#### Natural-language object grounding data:
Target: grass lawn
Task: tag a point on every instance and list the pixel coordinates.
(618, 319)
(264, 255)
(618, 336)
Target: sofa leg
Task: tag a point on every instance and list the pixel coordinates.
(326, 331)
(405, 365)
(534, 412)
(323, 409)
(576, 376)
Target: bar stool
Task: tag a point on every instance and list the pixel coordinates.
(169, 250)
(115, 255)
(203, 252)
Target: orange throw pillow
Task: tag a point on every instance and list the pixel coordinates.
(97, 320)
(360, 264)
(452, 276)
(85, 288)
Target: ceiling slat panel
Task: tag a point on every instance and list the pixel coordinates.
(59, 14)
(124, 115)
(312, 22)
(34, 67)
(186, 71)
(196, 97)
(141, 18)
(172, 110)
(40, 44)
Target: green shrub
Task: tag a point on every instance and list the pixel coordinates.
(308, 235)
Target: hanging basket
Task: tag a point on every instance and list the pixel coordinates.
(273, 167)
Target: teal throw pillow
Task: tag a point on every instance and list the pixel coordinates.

#### TASK ITEM:
The records above must be set down again exactly as written.

#### YOUR SOLUTION:
Target: grass lawn
Task: tag a point on every instance and list the pixel coordinates.
(618, 319)
(264, 255)
(618, 336)
Target: sofa leg
Task: tag a point on every instance and list the pixel coordinates.
(326, 331)
(405, 365)
(534, 412)
(323, 409)
(576, 376)
Target: bar stool
Task: tag a point on every instance and list the pixel coordinates.
(169, 250)
(115, 255)
(203, 252)
Target: orange throw pillow
Task: tag a point on every instance and list the pixel coordinates.
(97, 320)
(360, 264)
(452, 276)
(85, 288)
Target: ceiling slat panel
Task: tag a point on every instance and list the pixel coordinates.
(59, 14)
(124, 115)
(312, 22)
(34, 67)
(186, 71)
(196, 97)
(141, 18)
(172, 110)
(40, 44)
Target: green shrub
Task: tag a point on every instance and list the pixel coordinates.
(308, 235)
Target: hanging basket
Task: tag a point on every instance and list the pixel coordinates.
(273, 167)
Target: teal throw pillow
Task: tag a point on every instance and list the pixel coordinates.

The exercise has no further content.